> **Excerpt**:
□ □ □ □

ActivityMonitor monitors the lifecycle of all activities in the AppUnderTest. The action function allows the monitor control when the caller (the Instrumentation) can pass the event downstream.

class ActivityMonitor: Monitor<ActivityMonitor.Callback>() {

    private val activeActivities = WeakHashMap<Activity, ActivityStats.Stage>()

    private fun signalLifecycleChange(activity: Activity, stage: ActivityStats.Stage) {
        activeActivities[activity] = stage
        callbacks.forEach {
            it.get()?.onStageChanged(activity, stage)
        }
    }

    fun onCallActivityOnDestroy(activity: Activity, action: () -> Unit) {
        signalLifecycleChange(activity, ActivityStats.Stage.DESTROYED)
        action()
        activeActivities.remove(activity)
    }

    fun onCallActivityOnRestart(activity: Activity, action: () -> Unit) {
        action()

□ □ □ □

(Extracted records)

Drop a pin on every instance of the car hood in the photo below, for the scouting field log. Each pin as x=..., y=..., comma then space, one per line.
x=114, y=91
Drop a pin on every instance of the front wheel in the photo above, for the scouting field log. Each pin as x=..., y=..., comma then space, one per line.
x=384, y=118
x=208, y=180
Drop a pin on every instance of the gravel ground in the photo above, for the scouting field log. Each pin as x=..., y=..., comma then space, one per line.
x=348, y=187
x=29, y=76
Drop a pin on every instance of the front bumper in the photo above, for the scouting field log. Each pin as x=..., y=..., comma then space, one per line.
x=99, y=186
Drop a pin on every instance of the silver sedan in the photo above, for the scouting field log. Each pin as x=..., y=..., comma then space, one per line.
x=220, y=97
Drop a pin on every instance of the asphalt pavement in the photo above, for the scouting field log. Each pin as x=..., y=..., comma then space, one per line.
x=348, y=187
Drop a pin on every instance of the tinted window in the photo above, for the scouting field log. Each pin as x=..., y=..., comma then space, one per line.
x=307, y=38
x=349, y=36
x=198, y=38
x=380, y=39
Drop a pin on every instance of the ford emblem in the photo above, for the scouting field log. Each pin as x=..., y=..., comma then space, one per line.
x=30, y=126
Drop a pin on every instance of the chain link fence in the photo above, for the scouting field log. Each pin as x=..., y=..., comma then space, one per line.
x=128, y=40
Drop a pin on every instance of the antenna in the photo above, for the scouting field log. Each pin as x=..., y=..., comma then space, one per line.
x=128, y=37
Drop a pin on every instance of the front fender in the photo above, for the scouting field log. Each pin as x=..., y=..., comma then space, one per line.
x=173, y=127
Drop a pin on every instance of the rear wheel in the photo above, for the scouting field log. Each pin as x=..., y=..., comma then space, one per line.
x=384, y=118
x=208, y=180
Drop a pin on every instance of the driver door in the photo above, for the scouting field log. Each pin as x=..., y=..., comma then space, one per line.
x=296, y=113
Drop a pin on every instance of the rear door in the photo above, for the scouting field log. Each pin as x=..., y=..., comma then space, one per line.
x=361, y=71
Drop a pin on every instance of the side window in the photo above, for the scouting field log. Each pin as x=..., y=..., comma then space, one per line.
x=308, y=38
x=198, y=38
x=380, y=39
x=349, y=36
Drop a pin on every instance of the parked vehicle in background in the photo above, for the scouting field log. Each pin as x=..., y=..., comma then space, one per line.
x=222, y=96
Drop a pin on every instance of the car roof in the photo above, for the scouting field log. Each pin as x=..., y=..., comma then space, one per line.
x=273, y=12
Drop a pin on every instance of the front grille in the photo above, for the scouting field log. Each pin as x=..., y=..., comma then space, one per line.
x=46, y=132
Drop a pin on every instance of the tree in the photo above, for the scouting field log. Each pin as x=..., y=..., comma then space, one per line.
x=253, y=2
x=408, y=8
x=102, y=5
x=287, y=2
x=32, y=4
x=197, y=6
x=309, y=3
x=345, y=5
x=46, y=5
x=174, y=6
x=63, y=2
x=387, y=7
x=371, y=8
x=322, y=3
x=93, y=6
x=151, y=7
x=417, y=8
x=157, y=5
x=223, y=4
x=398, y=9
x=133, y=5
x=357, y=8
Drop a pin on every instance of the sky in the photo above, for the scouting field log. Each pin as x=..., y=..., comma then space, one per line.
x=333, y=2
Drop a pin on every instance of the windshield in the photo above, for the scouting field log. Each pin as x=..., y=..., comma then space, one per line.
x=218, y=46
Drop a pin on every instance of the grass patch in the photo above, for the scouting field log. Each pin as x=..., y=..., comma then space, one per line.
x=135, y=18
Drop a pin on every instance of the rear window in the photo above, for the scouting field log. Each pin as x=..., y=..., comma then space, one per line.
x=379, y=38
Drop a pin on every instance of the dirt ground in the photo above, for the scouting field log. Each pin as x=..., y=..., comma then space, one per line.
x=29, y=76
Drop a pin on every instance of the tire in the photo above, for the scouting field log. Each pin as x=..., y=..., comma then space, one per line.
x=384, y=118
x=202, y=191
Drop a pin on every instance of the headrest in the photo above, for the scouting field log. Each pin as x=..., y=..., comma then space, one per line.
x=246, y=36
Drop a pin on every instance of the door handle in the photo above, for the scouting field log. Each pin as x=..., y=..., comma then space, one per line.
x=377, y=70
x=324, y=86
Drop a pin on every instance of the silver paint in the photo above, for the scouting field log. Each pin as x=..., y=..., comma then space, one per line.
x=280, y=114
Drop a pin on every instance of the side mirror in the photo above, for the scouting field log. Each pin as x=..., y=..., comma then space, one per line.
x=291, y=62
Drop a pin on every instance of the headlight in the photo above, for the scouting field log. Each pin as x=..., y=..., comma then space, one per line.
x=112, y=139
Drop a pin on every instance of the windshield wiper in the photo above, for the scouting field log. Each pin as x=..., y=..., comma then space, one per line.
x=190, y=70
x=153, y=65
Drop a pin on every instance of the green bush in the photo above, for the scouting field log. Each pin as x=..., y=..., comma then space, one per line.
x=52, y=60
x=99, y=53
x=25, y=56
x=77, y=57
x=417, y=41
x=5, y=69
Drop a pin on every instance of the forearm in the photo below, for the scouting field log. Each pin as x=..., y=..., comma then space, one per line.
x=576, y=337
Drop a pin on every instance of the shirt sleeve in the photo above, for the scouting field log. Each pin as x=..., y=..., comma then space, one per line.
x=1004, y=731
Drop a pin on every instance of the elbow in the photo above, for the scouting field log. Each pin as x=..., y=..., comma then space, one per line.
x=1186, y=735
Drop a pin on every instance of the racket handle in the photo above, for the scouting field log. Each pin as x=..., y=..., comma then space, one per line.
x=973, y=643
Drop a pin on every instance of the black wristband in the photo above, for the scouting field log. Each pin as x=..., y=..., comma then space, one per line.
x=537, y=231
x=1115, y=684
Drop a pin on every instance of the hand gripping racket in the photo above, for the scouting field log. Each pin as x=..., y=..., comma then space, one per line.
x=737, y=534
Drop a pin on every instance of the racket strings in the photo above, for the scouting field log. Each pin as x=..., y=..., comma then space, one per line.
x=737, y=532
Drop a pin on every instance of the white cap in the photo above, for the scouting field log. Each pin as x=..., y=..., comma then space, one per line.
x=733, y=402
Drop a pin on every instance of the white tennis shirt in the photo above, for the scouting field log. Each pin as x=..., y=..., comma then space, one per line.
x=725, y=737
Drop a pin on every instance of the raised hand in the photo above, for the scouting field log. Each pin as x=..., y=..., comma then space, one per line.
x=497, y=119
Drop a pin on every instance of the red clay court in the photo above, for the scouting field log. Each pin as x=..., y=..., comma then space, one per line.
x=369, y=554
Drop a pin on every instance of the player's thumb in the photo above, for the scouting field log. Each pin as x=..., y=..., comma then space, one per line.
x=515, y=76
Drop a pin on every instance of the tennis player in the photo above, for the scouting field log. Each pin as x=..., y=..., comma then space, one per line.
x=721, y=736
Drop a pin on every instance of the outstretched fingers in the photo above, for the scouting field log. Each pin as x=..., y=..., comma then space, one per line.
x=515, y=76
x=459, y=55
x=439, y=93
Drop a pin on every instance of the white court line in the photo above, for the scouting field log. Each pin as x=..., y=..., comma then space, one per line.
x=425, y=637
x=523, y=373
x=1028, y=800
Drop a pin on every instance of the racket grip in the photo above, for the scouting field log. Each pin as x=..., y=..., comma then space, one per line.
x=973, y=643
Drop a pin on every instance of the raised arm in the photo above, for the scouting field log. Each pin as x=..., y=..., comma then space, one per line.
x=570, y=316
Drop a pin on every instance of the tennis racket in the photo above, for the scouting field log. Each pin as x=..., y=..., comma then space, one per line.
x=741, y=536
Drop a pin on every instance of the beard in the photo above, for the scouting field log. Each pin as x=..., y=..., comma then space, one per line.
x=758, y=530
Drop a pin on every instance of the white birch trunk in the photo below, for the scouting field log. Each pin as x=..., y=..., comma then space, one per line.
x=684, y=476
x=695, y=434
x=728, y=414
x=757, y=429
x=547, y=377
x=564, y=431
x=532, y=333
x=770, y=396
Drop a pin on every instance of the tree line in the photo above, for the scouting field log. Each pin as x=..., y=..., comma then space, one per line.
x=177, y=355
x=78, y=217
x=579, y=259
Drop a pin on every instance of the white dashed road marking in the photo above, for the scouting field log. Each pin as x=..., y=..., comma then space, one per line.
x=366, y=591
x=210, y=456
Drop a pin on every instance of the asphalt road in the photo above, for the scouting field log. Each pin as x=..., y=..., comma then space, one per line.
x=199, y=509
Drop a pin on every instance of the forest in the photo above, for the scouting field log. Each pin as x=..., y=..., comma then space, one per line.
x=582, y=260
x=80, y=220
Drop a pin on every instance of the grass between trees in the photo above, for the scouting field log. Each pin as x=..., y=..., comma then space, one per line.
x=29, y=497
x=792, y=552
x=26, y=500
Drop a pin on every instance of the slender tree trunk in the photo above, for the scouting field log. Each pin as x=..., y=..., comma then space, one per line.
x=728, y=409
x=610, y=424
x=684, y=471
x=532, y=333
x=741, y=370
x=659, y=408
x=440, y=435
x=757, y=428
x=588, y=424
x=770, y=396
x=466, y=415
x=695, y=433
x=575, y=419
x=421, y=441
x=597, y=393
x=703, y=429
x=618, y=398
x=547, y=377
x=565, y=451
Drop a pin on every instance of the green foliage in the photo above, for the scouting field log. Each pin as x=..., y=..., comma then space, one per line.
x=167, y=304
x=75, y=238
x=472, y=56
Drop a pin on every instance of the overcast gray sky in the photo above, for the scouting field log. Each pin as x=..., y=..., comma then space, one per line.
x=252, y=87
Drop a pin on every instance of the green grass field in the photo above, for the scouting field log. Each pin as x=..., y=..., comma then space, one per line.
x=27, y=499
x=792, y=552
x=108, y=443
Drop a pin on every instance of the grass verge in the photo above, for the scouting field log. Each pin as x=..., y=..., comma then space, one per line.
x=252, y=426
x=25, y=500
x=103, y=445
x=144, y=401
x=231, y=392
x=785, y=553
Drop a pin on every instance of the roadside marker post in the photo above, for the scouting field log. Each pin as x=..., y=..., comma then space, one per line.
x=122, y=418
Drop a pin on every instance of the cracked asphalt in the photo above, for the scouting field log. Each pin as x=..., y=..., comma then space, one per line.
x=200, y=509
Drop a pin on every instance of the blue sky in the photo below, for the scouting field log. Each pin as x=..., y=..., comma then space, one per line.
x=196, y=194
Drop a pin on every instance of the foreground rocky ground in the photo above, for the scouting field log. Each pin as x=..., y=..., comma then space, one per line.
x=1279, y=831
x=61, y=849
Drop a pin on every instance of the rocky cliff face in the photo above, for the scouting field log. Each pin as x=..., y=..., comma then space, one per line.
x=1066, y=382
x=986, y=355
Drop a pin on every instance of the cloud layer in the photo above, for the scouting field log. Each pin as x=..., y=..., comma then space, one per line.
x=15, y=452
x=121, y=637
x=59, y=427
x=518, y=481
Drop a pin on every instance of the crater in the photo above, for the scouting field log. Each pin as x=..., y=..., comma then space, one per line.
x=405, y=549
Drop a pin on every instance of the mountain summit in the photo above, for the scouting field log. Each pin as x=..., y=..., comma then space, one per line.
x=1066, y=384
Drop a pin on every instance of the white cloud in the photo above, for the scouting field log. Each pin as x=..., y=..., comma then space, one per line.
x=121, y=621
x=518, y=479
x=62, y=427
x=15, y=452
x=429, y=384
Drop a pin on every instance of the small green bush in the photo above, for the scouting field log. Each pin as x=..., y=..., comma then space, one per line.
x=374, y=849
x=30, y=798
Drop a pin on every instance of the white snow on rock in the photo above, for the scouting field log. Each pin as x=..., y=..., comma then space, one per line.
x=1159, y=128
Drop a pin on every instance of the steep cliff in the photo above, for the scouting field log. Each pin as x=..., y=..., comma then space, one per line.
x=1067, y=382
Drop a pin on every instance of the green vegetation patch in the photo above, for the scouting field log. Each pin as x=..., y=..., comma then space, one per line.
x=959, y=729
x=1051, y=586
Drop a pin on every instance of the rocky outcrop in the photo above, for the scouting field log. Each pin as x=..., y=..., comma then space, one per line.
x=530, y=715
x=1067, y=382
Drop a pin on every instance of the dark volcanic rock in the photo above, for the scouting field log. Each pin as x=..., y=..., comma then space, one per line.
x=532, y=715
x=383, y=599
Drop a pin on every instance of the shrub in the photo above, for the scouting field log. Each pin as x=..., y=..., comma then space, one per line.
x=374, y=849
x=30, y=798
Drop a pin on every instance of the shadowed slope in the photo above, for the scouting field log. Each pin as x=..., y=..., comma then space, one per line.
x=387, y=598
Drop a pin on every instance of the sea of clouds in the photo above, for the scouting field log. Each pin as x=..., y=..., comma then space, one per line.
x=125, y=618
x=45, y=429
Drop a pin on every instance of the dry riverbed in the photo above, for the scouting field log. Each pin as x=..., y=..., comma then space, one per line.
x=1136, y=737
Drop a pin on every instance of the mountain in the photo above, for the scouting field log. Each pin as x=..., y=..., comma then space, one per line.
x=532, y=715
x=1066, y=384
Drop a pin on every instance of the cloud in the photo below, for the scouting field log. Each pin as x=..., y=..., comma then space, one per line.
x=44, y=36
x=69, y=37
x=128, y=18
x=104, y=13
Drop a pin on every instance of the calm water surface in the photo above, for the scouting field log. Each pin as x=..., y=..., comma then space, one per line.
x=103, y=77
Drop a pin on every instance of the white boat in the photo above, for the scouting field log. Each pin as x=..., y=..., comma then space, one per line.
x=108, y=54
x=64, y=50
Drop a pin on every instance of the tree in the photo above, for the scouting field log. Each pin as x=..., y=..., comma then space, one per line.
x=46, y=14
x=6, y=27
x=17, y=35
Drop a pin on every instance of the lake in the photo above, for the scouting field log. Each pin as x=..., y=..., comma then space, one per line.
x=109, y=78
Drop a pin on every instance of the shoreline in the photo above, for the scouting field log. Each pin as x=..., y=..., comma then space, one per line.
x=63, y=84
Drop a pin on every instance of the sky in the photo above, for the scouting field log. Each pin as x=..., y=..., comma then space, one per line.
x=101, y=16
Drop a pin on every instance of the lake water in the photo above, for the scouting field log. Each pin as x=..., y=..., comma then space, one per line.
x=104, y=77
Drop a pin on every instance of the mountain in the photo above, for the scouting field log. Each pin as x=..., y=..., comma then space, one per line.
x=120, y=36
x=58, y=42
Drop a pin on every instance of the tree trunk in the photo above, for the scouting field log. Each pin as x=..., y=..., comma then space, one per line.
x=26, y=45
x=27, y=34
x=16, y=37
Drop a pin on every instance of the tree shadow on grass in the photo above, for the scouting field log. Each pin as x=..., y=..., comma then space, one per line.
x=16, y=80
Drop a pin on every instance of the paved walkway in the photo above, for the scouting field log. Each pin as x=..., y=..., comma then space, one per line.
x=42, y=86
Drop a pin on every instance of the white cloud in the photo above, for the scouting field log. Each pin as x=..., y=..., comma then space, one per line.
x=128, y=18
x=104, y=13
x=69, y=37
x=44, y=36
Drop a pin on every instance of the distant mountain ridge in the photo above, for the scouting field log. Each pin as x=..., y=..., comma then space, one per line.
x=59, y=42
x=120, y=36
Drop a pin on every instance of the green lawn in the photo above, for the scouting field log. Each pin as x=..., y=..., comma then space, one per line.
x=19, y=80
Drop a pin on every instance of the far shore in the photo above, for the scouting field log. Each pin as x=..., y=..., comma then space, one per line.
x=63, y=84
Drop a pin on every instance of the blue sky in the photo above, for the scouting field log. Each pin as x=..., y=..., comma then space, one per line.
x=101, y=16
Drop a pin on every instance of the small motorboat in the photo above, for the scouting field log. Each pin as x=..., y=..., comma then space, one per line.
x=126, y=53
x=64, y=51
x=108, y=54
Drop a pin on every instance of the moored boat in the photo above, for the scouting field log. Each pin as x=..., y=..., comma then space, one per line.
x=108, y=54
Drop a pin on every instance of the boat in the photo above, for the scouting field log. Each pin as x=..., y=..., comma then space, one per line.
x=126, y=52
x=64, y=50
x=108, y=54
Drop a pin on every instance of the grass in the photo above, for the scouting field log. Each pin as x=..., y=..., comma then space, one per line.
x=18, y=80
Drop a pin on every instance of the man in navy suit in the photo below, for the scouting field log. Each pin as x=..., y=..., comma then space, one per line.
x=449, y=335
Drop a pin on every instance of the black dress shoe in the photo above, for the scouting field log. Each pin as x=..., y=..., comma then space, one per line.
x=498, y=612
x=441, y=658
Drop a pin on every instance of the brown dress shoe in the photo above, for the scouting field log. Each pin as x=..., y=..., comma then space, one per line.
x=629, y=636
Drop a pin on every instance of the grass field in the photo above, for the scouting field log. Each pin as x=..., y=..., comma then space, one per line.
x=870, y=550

□ □ □ □

> **What is needed**: Repeat word for word everything in the ActivityMonitor excerpt from "ActivityMonitor monitors the" down to "activeActivities = WeakHashMap<Activity, ActivityStats.Stage>()". Work from the ActivityMonitor excerpt alone.

> **Task response**:
ActivityMonitor monitors the lifecycle of all activities in the AppUnderTest. The action function allows the monitor control when the caller (the Instrumentation) can pass the event downstream.

class ActivityMonitor: Monitor<ActivityMonitor.Callback>() {

    private val activeActivities = WeakHashMap<Activity, ActivityStats.Stage>()